• _What you will do_: Present every line of the records below as a numbered list, skipping blank lines and leaving out the pictures.

• _Dataset rows_:
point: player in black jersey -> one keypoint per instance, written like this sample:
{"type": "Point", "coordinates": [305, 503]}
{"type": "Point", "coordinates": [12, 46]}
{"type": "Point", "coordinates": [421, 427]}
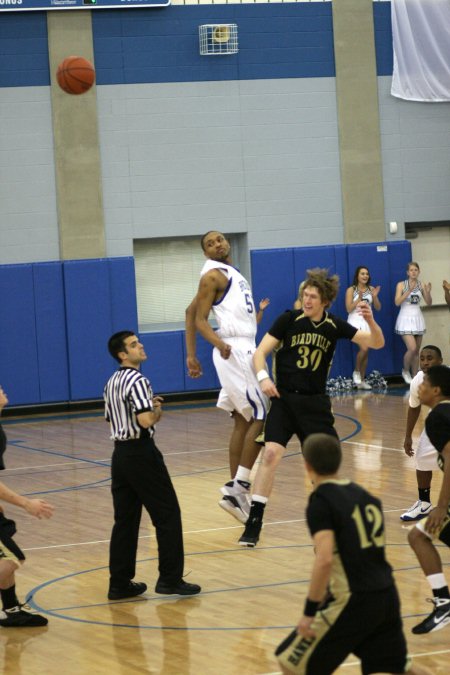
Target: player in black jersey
{"type": "Point", "coordinates": [15, 614]}
{"type": "Point", "coordinates": [304, 342]}
{"type": "Point", "coordinates": [352, 604]}
{"type": "Point", "coordinates": [435, 392]}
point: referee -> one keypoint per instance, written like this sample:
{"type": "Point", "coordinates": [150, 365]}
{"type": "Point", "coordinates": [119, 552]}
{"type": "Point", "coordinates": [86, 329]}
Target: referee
{"type": "Point", "coordinates": [139, 478]}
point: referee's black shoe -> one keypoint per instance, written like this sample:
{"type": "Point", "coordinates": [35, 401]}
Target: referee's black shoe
{"type": "Point", "coordinates": [181, 588]}
{"type": "Point", "coordinates": [251, 533]}
{"type": "Point", "coordinates": [132, 589]}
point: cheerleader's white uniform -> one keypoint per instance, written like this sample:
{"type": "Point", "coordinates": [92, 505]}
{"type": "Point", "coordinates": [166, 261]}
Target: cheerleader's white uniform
{"type": "Point", "coordinates": [410, 319]}
{"type": "Point", "coordinates": [355, 318]}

• _Solution to the problem_:
1. point: player in black jersey -> one keypoint per instance, written like this sample:
2. {"type": "Point", "coordinates": [305, 503]}
3. {"type": "Point", "coordinates": [12, 46]}
4. {"type": "Point", "coordinates": [421, 427]}
5. Target: player in black jersey
6. {"type": "Point", "coordinates": [15, 614]}
7. {"type": "Point", "coordinates": [304, 342]}
8. {"type": "Point", "coordinates": [352, 604]}
9. {"type": "Point", "coordinates": [435, 392]}
10. point: referee -> one keypoint per instance, written like this sample:
11. {"type": "Point", "coordinates": [150, 365]}
12. {"type": "Point", "coordinates": [119, 552]}
13. {"type": "Point", "coordinates": [86, 329]}
14. Target: referee
15. {"type": "Point", "coordinates": [139, 478]}
16. point: referee's black shoe -> one keypoint per instance, written like this sample:
17. {"type": "Point", "coordinates": [35, 401]}
18. Target: referee's black shoe
19. {"type": "Point", "coordinates": [181, 588]}
20. {"type": "Point", "coordinates": [251, 533]}
21. {"type": "Point", "coordinates": [132, 589]}
22. point: cheerleader's white uniform -> one keypoint per instance, written like this sample:
23. {"type": "Point", "coordinates": [92, 505]}
24. {"type": "Point", "coordinates": [166, 261]}
25. Target: cheerleader's white uniform
26. {"type": "Point", "coordinates": [410, 319]}
27. {"type": "Point", "coordinates": [355, 318]}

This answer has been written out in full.